[Exercise description]:
In the records below, find the line containing "Please pin the gravel"; give it again exactly, along with every line that follows, and nothing else.

>> begin Supplied entries

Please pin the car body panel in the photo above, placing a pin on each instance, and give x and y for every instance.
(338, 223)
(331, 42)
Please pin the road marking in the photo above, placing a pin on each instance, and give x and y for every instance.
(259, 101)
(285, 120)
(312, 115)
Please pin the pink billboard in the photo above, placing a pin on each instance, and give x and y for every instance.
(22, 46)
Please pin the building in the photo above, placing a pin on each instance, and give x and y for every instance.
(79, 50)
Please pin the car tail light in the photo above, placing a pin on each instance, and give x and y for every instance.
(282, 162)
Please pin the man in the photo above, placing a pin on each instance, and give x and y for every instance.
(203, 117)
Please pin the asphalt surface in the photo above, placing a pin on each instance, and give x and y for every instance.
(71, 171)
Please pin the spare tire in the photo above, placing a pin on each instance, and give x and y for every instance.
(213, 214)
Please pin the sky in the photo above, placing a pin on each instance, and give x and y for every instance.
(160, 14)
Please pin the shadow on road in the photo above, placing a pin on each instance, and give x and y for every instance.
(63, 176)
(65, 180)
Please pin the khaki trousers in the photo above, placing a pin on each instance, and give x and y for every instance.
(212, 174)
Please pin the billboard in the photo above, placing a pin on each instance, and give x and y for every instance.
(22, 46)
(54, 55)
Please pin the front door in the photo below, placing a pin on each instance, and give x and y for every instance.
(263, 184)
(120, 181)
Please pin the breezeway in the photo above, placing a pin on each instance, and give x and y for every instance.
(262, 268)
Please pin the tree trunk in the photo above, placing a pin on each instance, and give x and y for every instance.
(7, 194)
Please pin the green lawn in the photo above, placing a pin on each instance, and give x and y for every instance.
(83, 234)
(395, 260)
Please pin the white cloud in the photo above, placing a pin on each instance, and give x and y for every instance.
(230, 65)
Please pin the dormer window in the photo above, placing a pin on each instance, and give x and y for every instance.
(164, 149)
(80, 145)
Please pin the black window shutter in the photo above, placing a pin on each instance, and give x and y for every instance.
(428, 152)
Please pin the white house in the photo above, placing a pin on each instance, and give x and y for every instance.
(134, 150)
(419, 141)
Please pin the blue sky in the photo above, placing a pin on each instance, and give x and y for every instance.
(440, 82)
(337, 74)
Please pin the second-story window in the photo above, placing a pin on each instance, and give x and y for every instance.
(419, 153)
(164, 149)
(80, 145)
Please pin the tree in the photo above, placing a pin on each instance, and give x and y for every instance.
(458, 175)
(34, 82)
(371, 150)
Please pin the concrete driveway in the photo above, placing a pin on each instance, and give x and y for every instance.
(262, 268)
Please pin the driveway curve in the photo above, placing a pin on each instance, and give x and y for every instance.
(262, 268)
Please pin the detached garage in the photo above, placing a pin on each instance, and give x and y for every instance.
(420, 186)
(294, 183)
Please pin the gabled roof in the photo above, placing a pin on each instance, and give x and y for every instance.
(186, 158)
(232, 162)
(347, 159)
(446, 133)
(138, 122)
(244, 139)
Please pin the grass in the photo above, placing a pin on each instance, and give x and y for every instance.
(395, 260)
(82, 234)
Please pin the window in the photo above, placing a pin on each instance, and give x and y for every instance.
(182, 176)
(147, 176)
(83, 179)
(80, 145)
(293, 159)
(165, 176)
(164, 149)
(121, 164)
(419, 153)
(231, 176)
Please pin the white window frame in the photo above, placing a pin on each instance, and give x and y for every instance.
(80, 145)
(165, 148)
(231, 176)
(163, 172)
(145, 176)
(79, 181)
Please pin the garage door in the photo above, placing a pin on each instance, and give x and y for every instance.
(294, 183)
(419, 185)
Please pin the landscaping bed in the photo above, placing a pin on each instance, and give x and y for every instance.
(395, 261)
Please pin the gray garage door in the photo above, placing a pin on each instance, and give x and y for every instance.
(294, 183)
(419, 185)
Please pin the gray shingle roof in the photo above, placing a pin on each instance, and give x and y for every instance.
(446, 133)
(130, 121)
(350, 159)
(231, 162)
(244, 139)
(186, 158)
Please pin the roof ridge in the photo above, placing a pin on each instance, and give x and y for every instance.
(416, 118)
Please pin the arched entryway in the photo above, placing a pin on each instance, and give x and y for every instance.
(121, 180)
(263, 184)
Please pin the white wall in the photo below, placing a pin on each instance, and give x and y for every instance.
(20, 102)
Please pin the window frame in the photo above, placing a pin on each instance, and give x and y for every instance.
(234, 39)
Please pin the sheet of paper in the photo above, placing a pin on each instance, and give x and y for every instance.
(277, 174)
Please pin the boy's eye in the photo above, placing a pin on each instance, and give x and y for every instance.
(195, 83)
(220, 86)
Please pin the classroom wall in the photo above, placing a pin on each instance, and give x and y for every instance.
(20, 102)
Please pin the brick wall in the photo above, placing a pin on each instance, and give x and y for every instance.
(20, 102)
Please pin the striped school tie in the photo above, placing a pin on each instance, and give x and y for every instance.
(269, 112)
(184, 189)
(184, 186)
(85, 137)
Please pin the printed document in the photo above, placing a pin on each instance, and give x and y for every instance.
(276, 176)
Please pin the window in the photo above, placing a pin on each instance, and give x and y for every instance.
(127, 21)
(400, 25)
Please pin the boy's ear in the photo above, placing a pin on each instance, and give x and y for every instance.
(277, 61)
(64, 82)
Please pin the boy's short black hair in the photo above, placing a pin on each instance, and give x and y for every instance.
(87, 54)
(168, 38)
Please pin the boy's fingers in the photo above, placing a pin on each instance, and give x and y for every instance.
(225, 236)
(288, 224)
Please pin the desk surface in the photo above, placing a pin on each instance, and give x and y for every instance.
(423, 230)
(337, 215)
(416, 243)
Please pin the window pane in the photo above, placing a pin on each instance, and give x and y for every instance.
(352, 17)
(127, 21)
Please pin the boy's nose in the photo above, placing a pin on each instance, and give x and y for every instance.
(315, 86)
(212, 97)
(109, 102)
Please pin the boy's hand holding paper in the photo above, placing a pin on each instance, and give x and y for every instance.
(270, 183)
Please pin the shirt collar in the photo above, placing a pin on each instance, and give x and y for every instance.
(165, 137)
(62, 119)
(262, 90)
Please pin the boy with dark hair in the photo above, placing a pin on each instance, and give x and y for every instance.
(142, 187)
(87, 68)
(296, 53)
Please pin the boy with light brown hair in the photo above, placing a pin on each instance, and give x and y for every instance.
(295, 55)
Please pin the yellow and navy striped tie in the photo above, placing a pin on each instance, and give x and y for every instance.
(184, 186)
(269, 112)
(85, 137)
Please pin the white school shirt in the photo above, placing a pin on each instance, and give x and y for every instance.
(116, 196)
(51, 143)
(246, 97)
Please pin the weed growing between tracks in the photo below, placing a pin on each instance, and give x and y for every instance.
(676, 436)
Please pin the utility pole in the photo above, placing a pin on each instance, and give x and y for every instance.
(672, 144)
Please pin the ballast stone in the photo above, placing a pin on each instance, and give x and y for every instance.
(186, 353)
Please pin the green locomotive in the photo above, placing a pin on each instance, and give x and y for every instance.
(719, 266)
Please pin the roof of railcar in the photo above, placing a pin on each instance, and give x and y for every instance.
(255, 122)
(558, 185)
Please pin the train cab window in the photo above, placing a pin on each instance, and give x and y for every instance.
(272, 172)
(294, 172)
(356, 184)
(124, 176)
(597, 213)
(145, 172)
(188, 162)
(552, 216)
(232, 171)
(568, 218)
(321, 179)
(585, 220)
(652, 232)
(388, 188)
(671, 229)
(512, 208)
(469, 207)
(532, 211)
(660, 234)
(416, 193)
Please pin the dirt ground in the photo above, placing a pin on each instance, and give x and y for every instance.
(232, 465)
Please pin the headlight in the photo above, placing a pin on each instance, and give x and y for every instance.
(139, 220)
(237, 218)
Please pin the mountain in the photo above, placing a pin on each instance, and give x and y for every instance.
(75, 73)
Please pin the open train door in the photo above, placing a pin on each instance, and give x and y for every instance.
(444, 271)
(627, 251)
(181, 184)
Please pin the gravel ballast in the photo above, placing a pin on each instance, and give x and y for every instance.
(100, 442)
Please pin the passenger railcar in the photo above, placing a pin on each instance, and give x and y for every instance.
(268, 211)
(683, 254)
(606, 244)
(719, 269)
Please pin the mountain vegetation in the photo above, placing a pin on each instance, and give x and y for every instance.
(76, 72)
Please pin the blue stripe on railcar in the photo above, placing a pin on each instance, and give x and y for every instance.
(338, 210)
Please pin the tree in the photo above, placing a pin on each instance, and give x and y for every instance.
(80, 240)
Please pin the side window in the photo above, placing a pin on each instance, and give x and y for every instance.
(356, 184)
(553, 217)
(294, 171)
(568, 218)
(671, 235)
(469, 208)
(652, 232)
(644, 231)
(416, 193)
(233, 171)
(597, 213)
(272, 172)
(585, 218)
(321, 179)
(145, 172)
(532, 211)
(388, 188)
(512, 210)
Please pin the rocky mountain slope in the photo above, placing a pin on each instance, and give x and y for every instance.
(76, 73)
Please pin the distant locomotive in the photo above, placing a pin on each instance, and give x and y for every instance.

>> end Supplied entries

[Exercise answer]:
Please pin the gravel ballast in the photo above, placing a pin on each instance, and give x and y for every instance.
(100, 442)
Please pin the passenger railcar in the photo above, placing a pin on each instance, and give x and y for every instance.
(268, 211)
(683, 254)
(606, 244)
(719, 269)
Please pin the mountain vegetation in the photo above, placing a pin on each instance, and give x and y for every instance.
(76, 72)
Please pin the blue stripe on railcar in the photo above, placing a pin on each instance, and give x and y for every instance.
(338, 210)
Please pin the tree in the photo above, placing a pin on each instance, and give x and y for every instance.
(80, 240)
Please pin the side window in the photo above, placing a pin on each instance, and give x and y for every instance.
(356, 184)
(553, 217)
(294, 171)
(568, 218)
(671, 235)
(469, 208)
(652, 232)
(644, 231)
(416, 193)
(233, 171)
(597, 213)
(272, 172)
(585, 218)
(321, 179)
(145, 172)
(532, 211)
(388, 188)
(512, 210)
Please pin the rocky mountain slope in the photo above, placing a pin on each instance, and give x and y for every instance.
(76, 73)
Please pin the distant locomotive in the photo above, placing a pin on each instance, and give x and y for every instance.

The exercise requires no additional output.